Given passage:

Considering that Khasi society is matrilineal, the proposed Amendment by the KHADC at once discredits the time-tested Khasi culture.  And what if the lady who is excommunicated owns land? What happens to that land? Will it be impounded by the State or go to the next of kin? This is not going to stand judicial scrutiny and I am sure this Act will soon be challenged in a Court of Law. I hope someone does that before the Council elections because this Amended Act will become the election winning narrative. I can imagine Shylla saying, “Look I have tried to save the jaidbynriew (Khasi race) from falling into the precipice of destruction by outsiders who enter our economic system through our women.” And there will be claps galore…

Since 1979, Meghalaya has been held captive by the politics of paranoia. We fear that our jobs and other economic opportunities will be taken away by, “outsiders,” despite no hard evidence to support that claim and despite enjoying 80% reservation in employment and education. Creating this paranoia is essentially a political ploy. It is a tool for emotionally blackmailing a gullible, unquestioning citizenry that is never known to use the rational mind. This is further compounded by the fact that debates on issues that matter are not part of our electoral strategies. People love to listen to rhetoric; they love jokes, anecdotes, and candidates bashing their opponents in choicest language.  And at the end of the lecture it  clap, clap… clap and having food, drinks and the joyride back to their homes. It’s a good ‘paid’ day with no work done except to clap on cue. This is our democracy. It’s also true that money talks and bullshit (pardon my language) walks. So those with money but politically hollow and noisy will take the trophy.

HS Shylla is known for his crazy, populist moves.  In January 2007, when he was Chairman, KHADC he had a sudden brainwave to award women having a dozen kids and above. He gave monetary awards amounting ranging from Rs 15,000 – 16,000. His defence of this bizarre action while speaking to the BBC South Asia correspondent was, “We have enough land but if our Khasi people don’t grow in numbers, migrants from Bangladesh or elsewhere in India will occupy that living space. We are encouraging our people to grow more. The Khasi population is around one million in Meghalaya, but we want it to double in the next 10 years.”

Just thin! A onetime grant of Rs 16,000 which given to “fertile” women including one who had 25 deliveries is poor tokenism. Shylla has never followed up on how these women are faring with so many kids. This is how poverty is recycled.

[Point-per-instance localization data]

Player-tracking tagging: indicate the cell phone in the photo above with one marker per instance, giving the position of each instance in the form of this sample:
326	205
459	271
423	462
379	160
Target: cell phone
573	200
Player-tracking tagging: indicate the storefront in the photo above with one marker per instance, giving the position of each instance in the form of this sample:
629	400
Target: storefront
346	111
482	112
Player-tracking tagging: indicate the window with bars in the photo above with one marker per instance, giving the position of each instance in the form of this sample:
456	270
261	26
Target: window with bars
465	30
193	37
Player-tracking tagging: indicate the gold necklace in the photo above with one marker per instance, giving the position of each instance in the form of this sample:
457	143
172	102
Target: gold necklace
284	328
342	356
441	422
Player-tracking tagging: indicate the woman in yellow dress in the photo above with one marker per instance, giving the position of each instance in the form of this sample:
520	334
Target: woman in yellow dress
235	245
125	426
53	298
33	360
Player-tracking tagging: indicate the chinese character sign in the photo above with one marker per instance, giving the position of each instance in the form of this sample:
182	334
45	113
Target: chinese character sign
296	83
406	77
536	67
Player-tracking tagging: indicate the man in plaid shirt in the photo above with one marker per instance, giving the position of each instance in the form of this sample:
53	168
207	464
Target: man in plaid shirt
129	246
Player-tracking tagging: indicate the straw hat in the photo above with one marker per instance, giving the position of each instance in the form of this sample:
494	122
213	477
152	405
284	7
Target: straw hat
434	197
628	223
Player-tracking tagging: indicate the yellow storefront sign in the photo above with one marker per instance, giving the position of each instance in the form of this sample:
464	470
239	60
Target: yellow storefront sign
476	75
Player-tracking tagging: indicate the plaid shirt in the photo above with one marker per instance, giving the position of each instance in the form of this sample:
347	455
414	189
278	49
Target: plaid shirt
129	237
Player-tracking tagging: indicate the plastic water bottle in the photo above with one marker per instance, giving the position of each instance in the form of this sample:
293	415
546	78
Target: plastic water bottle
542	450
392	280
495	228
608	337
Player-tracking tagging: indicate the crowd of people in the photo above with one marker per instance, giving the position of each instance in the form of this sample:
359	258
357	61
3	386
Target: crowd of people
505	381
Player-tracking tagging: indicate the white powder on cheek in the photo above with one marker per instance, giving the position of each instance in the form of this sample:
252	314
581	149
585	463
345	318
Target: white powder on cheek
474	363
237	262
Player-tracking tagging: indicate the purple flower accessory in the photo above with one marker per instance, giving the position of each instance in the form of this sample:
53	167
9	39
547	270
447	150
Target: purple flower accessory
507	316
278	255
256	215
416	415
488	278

Directions:
1. Write out the commentary on Khasi politics from "HS Shylla is" to "poverty is recycled." word for word.
2. Extend the commentary on Khasi politics, picking up after its final sentence.
The records are material that stands apart from the commentary on Khasi politics.

Responses:
1.
HS Shylla is known for his crazy, populist moves.  In January 2007, when he was Chairman, KHADC he had a sudden brainwave to award women having a dozen kids and above. He gave monetary awards amounting ranging from Rs 15,000 – 16,000. His defence of this bizarre action while speaking to the BBC South Asia correspondent was, “We have enough land but if our Khasi people don’t grow in numbers, migrants from Bangladesh or elsewhere in India will occupy that living space. We are encouraging our people to grow more. The Khasi population is around one million in Meghalaya, but we want it to double in the next 10 years.”

Just thin! A onetime grant of Rs 16,000 which given to “fertile” women including one who had 25 deliveries is poor tokenism. Shylla has never followed up on how these women are faring with so many kids. This is how poverty is recycled.

2.
What is currently proposed by the KHADC is a desperate remedy for something that is inherently flawed in the Khasi political DNA. One is the sheer lack of understanding of the science of governance and being pushed to take hasty decisions by interest groups with a vested agenda. Two, the reluctance for scientific enquiry and statistics before proposing remedies. Three, the absence of policies to take us to the goalpost. These all add up to the collective dystopia. Without policies to pin-point an area of potential growth how is government’s effectiveness measured? And now when repeated failures have compounded the problems and the inequalities in society are so blatant, these politicians are holding women squarely responsible for the political chaos. As if disenfranchising women would rectify all the political fault-lines.

The society is comfortable with slogans and rhetoric. Often we envision the brain to be an organ whose ultimate function is to think. We see it as a sort of biological headquarter for imagination, rumination and ideas. But while the brain does execute those functions, they are not the brain’s main agenda. The brain has evolved to control our bodies more than our minds, so that our bodies can manipulate our environment and govern our surroundings. For politicians who fail or are failing, the need to control the environment is extreme. They want to be in power at any cost and the brain directs them to that goal including taking decisions that will ultimately ruin society although they appear as if they are medicines aimed at healing societal sores.  What a catastrophe Indeed!

Will the women of Meghalaya fight this ultimate assertion of patriarchy?